→ **Stated problem**
Find "shaped like (269,203)." in the material below, then copy that line and every subsequent line to the end, exactly.

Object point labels
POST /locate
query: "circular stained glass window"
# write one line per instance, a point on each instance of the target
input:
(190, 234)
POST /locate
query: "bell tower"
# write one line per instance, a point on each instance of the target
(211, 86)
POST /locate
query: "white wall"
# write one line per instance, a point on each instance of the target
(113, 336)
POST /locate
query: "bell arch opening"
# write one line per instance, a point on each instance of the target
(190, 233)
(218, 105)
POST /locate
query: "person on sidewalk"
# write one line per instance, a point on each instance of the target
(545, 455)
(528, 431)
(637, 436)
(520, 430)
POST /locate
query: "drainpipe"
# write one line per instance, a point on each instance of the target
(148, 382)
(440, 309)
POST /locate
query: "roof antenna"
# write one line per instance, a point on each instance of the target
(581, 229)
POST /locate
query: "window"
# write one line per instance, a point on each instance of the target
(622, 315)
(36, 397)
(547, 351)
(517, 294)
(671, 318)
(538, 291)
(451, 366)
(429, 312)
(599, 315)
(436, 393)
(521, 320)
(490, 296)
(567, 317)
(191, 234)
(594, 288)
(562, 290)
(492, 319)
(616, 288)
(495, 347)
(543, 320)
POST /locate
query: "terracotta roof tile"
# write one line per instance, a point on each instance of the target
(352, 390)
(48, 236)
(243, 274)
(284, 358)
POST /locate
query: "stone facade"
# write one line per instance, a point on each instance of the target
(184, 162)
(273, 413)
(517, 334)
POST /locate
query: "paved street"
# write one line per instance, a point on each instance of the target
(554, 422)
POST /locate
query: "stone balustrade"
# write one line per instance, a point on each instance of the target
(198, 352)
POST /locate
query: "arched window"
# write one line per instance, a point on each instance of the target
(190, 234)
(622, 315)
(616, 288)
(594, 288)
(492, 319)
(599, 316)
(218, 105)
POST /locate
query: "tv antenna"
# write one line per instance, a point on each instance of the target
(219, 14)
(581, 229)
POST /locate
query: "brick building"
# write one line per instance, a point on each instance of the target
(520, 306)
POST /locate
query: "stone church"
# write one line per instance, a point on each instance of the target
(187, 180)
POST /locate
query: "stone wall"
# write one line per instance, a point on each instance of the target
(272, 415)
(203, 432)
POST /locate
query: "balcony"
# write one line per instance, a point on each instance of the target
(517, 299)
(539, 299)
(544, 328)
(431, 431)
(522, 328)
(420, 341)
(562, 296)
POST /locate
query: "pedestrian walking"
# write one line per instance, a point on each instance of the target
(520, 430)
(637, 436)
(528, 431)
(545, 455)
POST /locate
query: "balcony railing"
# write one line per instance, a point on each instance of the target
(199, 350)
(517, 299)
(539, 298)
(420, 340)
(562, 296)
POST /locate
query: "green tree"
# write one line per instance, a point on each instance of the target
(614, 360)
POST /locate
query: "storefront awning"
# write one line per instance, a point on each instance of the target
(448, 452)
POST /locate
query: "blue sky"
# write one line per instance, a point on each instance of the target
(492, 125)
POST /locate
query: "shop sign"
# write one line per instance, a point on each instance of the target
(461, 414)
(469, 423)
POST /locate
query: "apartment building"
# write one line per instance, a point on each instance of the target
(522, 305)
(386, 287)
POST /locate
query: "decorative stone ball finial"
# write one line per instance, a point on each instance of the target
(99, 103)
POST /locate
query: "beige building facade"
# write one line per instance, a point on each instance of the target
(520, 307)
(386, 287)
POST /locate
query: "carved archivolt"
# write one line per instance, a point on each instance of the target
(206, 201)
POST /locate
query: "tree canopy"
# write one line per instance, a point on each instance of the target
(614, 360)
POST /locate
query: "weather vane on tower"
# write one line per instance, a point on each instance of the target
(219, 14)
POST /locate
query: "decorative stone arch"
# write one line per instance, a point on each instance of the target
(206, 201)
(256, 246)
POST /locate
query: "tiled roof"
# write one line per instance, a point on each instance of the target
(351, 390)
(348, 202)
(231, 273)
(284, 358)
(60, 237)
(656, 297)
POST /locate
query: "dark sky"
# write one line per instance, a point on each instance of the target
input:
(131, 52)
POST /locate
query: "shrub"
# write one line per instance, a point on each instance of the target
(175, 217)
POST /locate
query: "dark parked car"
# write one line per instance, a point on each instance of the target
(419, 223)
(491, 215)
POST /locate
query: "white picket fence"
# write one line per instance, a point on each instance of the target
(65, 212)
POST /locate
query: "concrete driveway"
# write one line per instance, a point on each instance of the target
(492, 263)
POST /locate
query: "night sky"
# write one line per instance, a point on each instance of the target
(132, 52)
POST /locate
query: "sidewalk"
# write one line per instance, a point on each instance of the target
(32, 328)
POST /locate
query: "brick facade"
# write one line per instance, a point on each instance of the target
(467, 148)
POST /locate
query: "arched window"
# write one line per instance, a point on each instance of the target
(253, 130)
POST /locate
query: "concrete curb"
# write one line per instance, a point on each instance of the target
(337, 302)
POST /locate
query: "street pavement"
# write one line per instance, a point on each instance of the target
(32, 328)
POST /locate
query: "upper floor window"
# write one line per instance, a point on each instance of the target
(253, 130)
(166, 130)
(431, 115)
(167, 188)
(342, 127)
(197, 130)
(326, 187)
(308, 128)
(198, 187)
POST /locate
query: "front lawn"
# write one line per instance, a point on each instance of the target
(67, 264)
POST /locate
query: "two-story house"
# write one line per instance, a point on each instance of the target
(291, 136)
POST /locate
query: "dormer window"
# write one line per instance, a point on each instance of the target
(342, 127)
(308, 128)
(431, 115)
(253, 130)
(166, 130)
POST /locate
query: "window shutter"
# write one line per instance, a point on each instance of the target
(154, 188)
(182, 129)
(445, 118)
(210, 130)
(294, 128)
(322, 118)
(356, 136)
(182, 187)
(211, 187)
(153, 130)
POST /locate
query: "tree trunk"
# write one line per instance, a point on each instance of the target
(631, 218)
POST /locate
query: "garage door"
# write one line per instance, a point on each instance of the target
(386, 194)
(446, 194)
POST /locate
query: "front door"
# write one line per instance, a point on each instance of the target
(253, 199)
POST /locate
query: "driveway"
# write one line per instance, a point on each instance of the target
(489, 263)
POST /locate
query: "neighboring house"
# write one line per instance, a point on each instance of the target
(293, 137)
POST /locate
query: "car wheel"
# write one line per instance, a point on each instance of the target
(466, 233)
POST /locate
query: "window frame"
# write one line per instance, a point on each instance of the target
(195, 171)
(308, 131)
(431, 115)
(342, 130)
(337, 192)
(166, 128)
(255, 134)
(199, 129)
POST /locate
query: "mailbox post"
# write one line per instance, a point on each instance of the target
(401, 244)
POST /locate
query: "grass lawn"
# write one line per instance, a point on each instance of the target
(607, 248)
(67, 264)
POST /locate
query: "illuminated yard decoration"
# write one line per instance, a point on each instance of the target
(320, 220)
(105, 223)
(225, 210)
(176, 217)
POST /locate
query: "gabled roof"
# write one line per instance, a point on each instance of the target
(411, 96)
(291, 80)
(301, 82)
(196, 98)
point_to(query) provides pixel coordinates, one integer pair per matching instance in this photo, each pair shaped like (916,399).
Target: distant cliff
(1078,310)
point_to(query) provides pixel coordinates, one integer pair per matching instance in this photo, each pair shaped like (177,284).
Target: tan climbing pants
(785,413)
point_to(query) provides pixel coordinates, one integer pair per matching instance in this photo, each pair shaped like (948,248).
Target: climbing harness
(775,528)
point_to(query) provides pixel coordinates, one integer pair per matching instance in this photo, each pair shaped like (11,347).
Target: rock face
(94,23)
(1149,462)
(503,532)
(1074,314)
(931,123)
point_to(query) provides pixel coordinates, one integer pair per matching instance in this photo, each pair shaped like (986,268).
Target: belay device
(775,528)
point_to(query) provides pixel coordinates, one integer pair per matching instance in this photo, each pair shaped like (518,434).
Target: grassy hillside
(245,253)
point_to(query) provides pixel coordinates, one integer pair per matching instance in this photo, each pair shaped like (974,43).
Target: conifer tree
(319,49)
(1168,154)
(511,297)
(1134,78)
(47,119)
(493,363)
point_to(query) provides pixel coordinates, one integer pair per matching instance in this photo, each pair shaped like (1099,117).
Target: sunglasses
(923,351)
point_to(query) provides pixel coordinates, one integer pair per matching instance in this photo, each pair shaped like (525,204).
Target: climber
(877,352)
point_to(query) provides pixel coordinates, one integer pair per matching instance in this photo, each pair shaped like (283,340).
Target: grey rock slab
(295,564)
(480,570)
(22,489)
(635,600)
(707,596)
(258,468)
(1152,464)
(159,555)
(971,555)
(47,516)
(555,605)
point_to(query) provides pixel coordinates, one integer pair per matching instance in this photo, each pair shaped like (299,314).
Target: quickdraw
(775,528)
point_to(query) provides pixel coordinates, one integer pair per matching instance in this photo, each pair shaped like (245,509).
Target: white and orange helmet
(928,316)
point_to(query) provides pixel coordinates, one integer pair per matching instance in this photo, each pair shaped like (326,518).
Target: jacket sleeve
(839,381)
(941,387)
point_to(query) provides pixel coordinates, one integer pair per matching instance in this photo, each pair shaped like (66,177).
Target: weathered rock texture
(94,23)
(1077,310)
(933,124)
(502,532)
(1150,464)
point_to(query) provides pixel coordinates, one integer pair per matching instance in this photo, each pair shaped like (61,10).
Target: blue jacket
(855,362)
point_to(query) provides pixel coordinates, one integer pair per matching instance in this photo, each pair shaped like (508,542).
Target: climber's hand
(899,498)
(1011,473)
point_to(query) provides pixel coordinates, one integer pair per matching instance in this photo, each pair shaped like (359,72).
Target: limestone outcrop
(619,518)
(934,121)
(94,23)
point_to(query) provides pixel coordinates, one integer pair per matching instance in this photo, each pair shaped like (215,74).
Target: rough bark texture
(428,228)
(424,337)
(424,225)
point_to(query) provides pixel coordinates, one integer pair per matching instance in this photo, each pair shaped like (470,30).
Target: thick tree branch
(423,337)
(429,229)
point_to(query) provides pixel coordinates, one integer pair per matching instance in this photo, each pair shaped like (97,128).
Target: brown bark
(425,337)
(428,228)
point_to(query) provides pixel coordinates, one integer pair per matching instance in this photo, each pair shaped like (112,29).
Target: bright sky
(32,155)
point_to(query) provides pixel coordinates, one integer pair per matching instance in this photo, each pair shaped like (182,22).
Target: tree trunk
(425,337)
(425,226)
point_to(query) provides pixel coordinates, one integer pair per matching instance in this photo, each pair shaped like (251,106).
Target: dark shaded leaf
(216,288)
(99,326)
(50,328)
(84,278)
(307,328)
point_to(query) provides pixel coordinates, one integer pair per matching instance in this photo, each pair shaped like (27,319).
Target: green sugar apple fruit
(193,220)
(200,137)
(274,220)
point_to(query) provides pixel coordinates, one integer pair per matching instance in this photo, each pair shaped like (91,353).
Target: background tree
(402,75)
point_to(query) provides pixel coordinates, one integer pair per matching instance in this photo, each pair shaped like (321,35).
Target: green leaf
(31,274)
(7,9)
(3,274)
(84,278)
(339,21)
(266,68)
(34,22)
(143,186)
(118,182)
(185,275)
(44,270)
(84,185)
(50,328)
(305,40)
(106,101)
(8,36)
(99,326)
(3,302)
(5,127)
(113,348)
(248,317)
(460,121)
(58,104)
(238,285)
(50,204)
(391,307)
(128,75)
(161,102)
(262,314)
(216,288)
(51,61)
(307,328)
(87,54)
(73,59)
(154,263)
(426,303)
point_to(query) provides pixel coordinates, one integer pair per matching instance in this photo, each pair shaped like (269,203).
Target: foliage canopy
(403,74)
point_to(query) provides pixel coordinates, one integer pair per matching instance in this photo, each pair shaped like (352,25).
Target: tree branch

→ **Solution to this exercise**
point_to(query) provides pixel coordinates, one integer pair per matching instance in this photo, each pair shaped like (269,203).
Target: foliage canopy
(403,74)
point_to(query) provides pixel coordinates, one integer pair per matching instance in this photo, each pair shaped like (352,25).
Target: tree branch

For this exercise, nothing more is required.